:: Texte proposé ::
────────────────────────────────────────

Marie Francoise de Maillé qui demeure aussi à Beaugency et a donné procuration à François Mahé, seigneur du Brésil.

Louise Catherine de Maillé, épouse de Charles Noel Pellegrain de l’Estang.

Enfin, Marie Anne de Maillé qui est demoiselle de St.Cyr.

L’acte, comme il se doit, énumère les lieux concernés par cette vente, relevant de la seigneurie de Roujou.

Pour ce qui concerne notre recherche, sont inclus :

«  Plus le lieu de Terre-Neuve situé paroisse de Monthou sur Cher composé d’un grand bâtiment granges bergerie toits ayant cours jardins pâtureaux taillis futaies terres labourables et non labourables prés et tout ce qui dépend de ce lieu de Terre-Neuve.

Plus la métairie du Petit Combloux avec toutes ses dépendances et près du dit lieu.

Plus la métairie de la Raudiere aussi située près du dit lieu de Terre-Neuve »

Il s’y rajoute le censif de Terre-Neuve avec : les droits de chasse, les cens, rentes et droits « qui y sont dûs suivant les titres et aveux du dit fief et la somme au vu de la coutume de prévoir les dits droits pourrait monter à environ 5 livres par an ».

Enfin, la somme de mille vingt cinq livres se rajoutera au prix de la vente et correspond au cheptel exploité par les deux fermiers Boistard et Joudon.

L’ensemble de la seigneurie du Roujou est vendu 83 062 livres et 6 sols et de longues dispositions fixent les modalités du paiement et la répartition entre les vendeurs.

Le château est « très délabré ».

Voyons maintenant les acheteurs :

Louis Richou est qualifié dans plusieurs actes notariés passés à Paris dans les années 1750-1770 de « bourgeois de Paris ». C’est de toute évidence un affairiste qui constitue des rentes à nobles et bourgeois. C’est le gestionnaire des biens de la famille de Coigny. Il sera d’ailleurs le tuteur des enfants mineurs de Jean-Antoine dit le marquis de Coigny, lieutenant général des Armées du Roi, tué en duel en 1748. Dans les familles de la noblesse, la garde noble assurée par la famille était dissociée de la tutelle matérielle des biens souvent confiée à un homme de confiance plus spécialisé. Louis Richou rend compte de sa tutelle en 1761.

────────────────────────────────────────

:: Série d'exercices ::
1) Dans l'extrait sur la seigneurie de Roujou, reprenez le passage allant de « Voyons maintenant les » jusqu'à « tutelle en 1761. » inclus, en remplaçant « affairiste » par « homme d'affaires ».
2) Poursuivez l'extrait sur la seigneurie de Roujou après sa dernière phrase.
La liste qui suit provient d'une autre source.

Entrées de données enregistrées
────────────────────────────────────────

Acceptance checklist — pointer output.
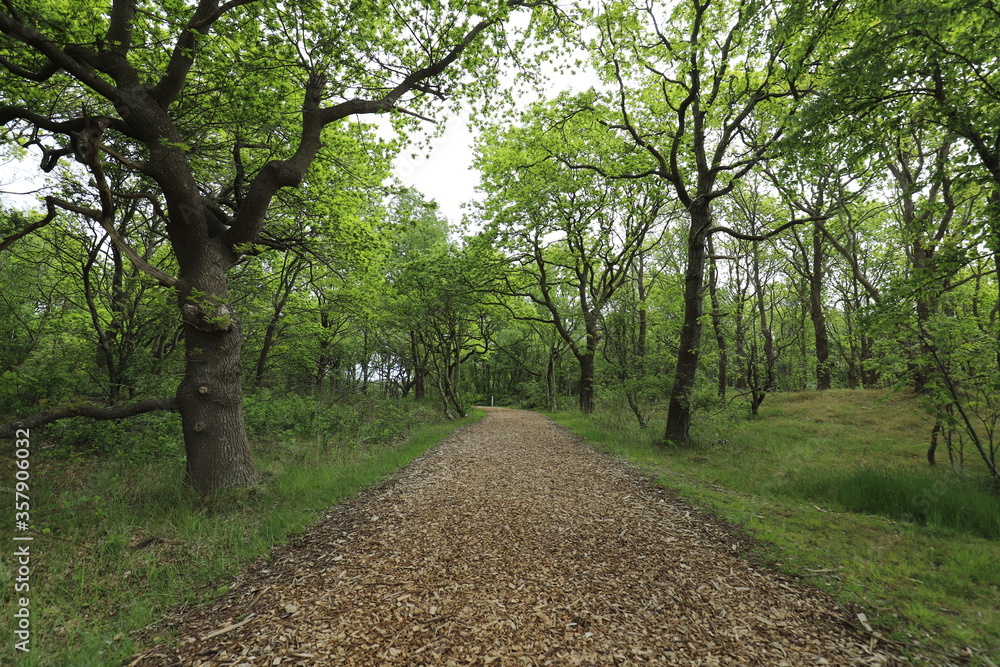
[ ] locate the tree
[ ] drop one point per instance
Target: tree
(213, 129)
(572, 238)
(705, 92)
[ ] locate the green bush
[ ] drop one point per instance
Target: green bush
(944, 500)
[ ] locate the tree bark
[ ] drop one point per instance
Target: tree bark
(720, 338)
(679, 408)
(210, 395)
(817, 312)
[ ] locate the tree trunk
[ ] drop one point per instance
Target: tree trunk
(720, 338)
(587, 380)
(817, 313)
(679, 408)
(210, 396)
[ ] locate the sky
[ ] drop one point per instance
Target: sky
(443, 171)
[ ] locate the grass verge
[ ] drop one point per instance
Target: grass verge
(835, 489)
(119, 542)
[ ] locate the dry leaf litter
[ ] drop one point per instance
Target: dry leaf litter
(514, 543)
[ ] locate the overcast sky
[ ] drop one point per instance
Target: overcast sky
(443, 172)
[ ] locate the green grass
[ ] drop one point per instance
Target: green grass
(834, 488)
(120, 542)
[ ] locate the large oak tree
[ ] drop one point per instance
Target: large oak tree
(214, 108)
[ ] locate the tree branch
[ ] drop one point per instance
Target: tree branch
(88, 410)
(49, 217)
(773, 232)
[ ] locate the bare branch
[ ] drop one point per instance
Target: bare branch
(88, 410)
(49, 216)
(773, 232)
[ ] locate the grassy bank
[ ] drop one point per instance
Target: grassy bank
(118, 541)
(835, 489)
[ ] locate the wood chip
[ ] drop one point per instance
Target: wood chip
(514, 543)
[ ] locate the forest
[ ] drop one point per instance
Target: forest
(747, 198)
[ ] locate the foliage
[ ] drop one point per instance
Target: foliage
(783, 477)
(126, 539)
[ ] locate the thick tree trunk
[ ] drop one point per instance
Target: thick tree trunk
(720, 338)
(587, 381)
(679, 408)
(210, 396)
(817, 313)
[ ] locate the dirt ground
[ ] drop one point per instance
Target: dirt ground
(513, 543)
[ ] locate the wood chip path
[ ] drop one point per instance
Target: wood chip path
(513, 543)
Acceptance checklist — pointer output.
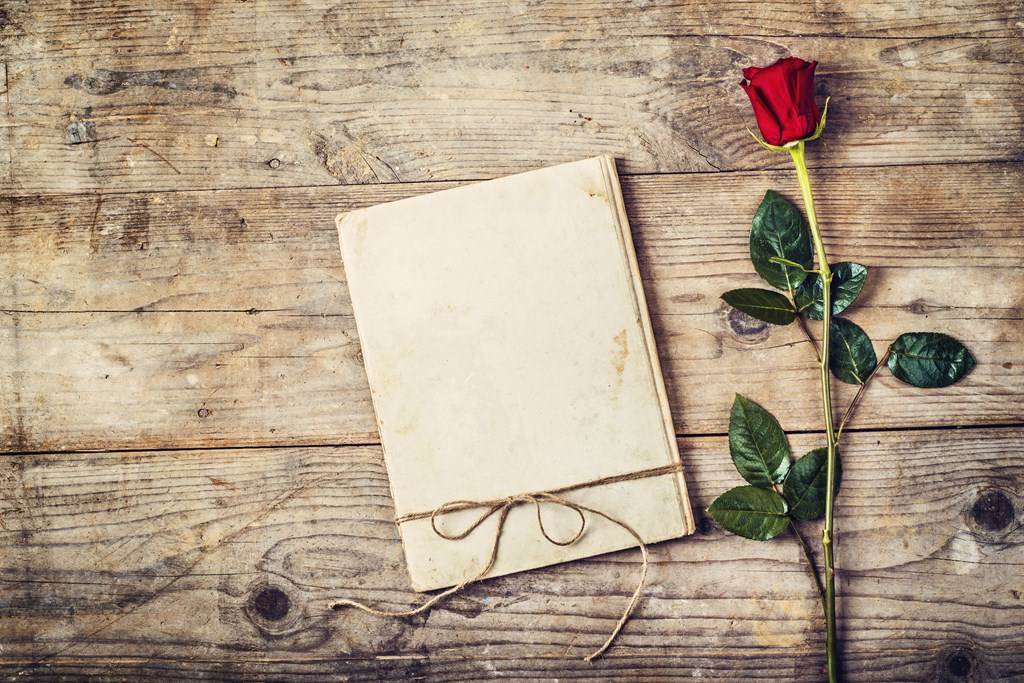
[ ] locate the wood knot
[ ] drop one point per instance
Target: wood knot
(957, 665)
(993, 511)
(271, 603)
(744, 327)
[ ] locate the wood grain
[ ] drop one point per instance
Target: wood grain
(112, 96)
(150, 564)
(150, 321)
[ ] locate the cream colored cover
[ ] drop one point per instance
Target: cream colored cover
(509, 350)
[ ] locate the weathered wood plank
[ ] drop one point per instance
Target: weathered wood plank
(161, 556)
(222, 318)
(109, 97)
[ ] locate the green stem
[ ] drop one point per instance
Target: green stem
(860, 393)
(810, 561)
(797, 153)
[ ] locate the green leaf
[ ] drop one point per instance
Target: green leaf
(751, 512)
(778, 231)
(805, 486)
(757, 443)
(852, 356)
(929, 359)
(763, 304)
(848, 280)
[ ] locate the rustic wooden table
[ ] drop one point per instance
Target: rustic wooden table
(193, 468)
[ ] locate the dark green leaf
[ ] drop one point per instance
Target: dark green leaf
(778, 231)
(852, 356)
(763, 304)
(805, 486)
(757, 443)
(929, 359)
(848, 280)
(751, 512)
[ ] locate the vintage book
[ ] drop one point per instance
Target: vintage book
(509, 350)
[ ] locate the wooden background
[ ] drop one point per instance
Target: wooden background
(192, 466)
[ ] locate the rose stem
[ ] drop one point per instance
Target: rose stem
(797, 152)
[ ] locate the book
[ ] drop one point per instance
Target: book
(509, 350)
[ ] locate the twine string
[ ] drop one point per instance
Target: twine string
(501, 507)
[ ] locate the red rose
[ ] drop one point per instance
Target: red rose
(782, 95)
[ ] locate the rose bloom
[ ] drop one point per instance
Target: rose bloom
(782, 95)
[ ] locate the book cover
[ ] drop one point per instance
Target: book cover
(509, 350)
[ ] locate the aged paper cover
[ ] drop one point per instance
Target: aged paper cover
(508, 347)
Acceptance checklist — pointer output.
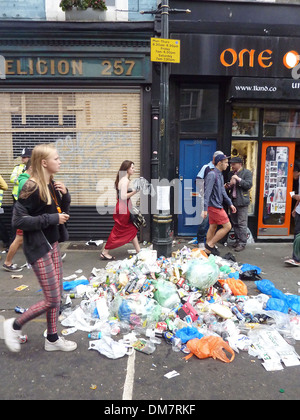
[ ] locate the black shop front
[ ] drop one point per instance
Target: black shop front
(237, 89)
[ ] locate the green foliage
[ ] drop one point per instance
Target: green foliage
(83, 4)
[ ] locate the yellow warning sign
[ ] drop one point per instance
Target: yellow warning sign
(165, 50)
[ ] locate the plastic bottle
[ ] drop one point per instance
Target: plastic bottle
(95, 335)
(227, 293)
(176, 344)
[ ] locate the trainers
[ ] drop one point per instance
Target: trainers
(12, 268)
(239, 248)
(11, 336)
(292, 262)
(213, 251)
(60, 345)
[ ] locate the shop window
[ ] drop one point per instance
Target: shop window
(245, 122)
(281, 123)
(199, 110)
(247, 150)
(275, 189)
(92, 131)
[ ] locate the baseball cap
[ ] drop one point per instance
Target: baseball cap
(236, 159)
(218, 152)
(218, 158)
(26, 152)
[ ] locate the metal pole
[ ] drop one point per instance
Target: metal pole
(163, 238)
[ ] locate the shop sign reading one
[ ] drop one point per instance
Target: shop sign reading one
(244, 57)
(165, 50)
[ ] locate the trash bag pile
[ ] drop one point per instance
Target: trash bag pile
(197, 304)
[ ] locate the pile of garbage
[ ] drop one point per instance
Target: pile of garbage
(197, 304)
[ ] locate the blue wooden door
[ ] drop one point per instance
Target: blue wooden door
(193, 155)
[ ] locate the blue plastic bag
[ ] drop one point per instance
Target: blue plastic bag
(69, 285)
(291, 301)
(294, 303)
(248, 267)
(234, 275)
(265, 286)
(279, 305)
(188, 333)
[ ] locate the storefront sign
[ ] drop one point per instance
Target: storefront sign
(235, 55)
(100, 67)
(264, 88)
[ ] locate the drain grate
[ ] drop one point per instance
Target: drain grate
(83, 247)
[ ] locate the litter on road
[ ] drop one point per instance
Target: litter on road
(199, 305)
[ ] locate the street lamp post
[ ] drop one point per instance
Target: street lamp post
(162, 234)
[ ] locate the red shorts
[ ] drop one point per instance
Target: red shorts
(217, 216)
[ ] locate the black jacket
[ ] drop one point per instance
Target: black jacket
(39, 223)
(242, 188)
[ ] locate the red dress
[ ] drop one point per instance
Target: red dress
(123, 231)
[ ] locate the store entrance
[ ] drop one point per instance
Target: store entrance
(275, 202)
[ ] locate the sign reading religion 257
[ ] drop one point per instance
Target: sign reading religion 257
(165, 50)
(94, 67)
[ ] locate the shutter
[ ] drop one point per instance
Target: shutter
(94, 131)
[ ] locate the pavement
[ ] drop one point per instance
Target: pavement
(34, 374)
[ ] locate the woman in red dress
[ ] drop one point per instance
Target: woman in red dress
(123, 231)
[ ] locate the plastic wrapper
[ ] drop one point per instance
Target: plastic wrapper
(166, 294)
(108, 347)
(188, 333)
(135, 309)
(202, 274)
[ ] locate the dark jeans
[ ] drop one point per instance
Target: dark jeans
(297, 230)
(202, 231)
(4, 236)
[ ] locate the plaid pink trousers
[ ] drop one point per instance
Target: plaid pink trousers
(48, 270)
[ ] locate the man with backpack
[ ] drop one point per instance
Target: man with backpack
(214, 196)
(203, 227)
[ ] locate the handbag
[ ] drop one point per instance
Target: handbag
(63, 233)
(137, 218)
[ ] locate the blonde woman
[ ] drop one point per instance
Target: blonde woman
(42, 206)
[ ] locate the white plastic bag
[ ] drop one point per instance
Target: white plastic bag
(202, 274)
(108, 347)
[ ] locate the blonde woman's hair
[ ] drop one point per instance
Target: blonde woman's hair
(39, 153)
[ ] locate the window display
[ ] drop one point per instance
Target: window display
(281, 123)
(247, 150)
(245, 122)
(276, 171)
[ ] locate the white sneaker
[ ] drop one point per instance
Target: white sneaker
(11, 336)
(60, 345)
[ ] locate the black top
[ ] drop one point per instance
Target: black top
(38, 220)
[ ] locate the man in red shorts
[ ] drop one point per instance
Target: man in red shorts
(214, 196)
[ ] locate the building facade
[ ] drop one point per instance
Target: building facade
(85, 86)
(237, 89)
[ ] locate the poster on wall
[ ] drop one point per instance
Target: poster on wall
(276, 171)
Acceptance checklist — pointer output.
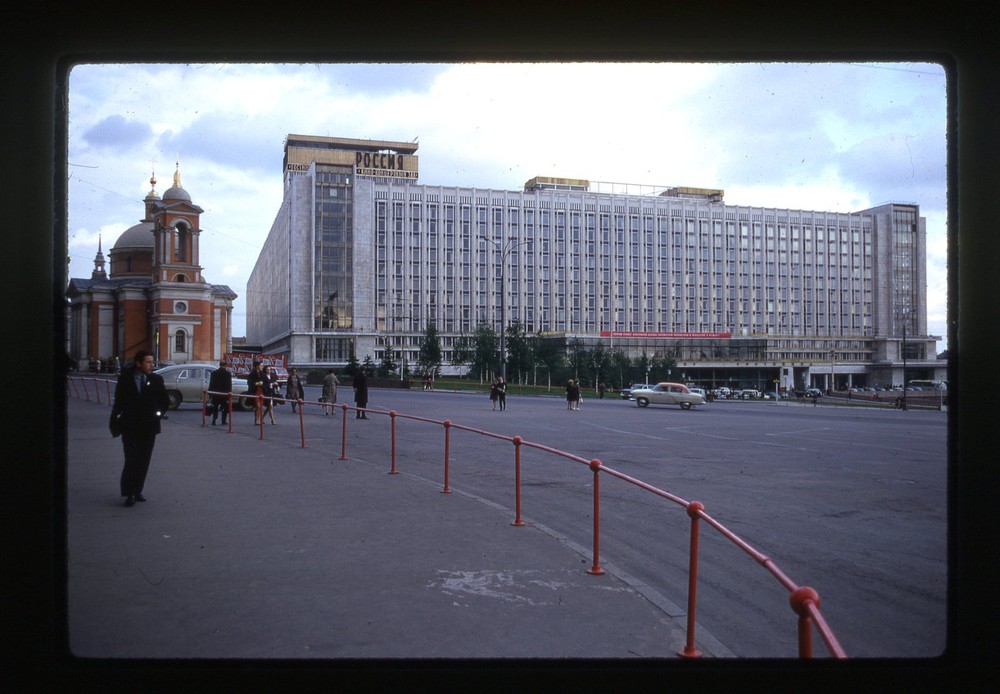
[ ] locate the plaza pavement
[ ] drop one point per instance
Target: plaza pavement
(263, 549)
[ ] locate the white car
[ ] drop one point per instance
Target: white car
(185, 383)
(668, 394)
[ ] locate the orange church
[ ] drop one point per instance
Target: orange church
(154, 297)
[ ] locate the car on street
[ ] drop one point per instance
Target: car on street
(186, 382)
(668, 394)
(627, 392)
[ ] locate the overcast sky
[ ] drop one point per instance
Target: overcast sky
(836, 137)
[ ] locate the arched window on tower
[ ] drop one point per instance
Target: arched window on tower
(183, 237)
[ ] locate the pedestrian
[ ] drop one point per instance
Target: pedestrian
(140, 402)
(271, 392)
(361, 394)
(220, 385)
(256, 382)
(329, 396)
(293, 389)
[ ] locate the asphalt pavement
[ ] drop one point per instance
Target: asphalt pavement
(260, 548)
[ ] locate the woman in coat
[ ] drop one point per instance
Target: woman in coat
(330, 384)
(270, 390)
(293, 389)
(361, 394)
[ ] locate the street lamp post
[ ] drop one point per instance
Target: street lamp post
(504, 251)
(833, 378)
(902, 348)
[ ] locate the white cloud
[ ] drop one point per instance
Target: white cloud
(838, 137)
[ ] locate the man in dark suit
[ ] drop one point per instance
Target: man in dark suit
(220, 381)
(361, 394)
(140, 401)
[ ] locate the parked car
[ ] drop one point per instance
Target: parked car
(668, 394)
(282, 375)
(186, 382)
(627, 392)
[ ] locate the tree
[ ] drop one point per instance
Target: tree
(429, 359)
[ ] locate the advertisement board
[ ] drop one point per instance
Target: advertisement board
(241, 363)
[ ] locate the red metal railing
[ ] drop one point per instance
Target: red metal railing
(804, 601)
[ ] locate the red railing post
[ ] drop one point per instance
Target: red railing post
(690, 651)
(260, 411)
(392, 429)
(343, 435)
(302, 423)
(800, 600)
(517, 441)
(447, 451)
(596, 569)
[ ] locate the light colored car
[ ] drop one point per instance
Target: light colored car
(668, 394)
(185, 383)
(626, 393)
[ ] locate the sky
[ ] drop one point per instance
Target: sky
(837, 137)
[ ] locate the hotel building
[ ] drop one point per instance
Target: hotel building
(361, 255)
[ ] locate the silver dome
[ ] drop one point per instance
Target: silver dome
(138, 236)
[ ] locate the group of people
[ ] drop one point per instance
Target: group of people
(141, 402)
(498, 394)
(573, 396)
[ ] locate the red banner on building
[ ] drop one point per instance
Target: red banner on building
(683, 336)
(242, 362)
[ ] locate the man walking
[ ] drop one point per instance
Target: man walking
(140, 401)
(220, 382)
(361, 394)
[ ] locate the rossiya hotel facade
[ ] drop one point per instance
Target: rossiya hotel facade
(362, 255)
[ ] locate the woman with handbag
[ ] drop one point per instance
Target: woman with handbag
(293, 389)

────────────────────────────────────────

:: Corrigé de l'exercice ::
1)
Voyons maintenant les acheteurs :

Louis Richou est qualifié dans plusieurs actes notariés passés à Paris dans les années 1750-1770 de « bourgeois de Paris ». C’est de toute évidence un homme d'affaires qui constitue des rentes à nobles et bourgeois. C’est le gestionnaire des biens de la famille de Coigny. Il sera d’ailleurs le tuteur des enfants mineurs de Jean-Antoine dit le marquis de Coigny, lieutenant général des Armées du Roi, tué en duel en 1748. Dans les familles de la noblesse, la garde noble assurée par la famille était dissociée de la tutelle matérielle des biens souvent confiée à un homme de confiance plus spécialisé. Louis Richou rend compte de sa tutelle en 1761.

2)
Ce lien avec les Coigny apparaît dans l’acte d’achat comme dans les autres rares documents où son nom apparaît ( je n’ai rien trouvé concernant ses origines familiales et géographiques ni à quelle terre ou propriété correspond le nom de Richefort qu’il a accolé à son patronyme ). En effet, il est qualifié de « secrétaire de la Petite Écurie du Roi ». Or, il n’existait pas de charge de secrétaire de la Petite Écurie. Par contre celui dont il fut le tuteur Marie François Henri, duc de Coigny détenait la charge de Grand Écuyer de France. Louis Richou, son intendant, gérait vraisemblablement cette charge pour le compte de son maître. Ce qui s’est traduit par un de ces titres valorisants dont étaient si friands les bourgeois en recherche de reconnaissance sociale et d’anoblissement !

Joseh-Louis Leconte est lui un blésois, né à Blois le 14 Juillet 1742. Il appartient de par ses parents et grands parents, au milieu des avocats et des notaire à Blois, à Chaumont, Vallières, Mont près les Chambord, etc.

Son père Joseph Leconte est lui aussi qualifié de « bourgeois de Blois ». Joseph Louis est avocat au Parlement de Paris au moment le l’achat de la seigneurie du Roujou. Il avait épousé en 1770, à Paris, Anne Louise Charlotte Francoise Richou, née vers 1748.

Joseph-Louis Richou était toujours avocat au Parlement de Paris, au titre de 1789, sur le dernier rôle établi au début de la Révolution.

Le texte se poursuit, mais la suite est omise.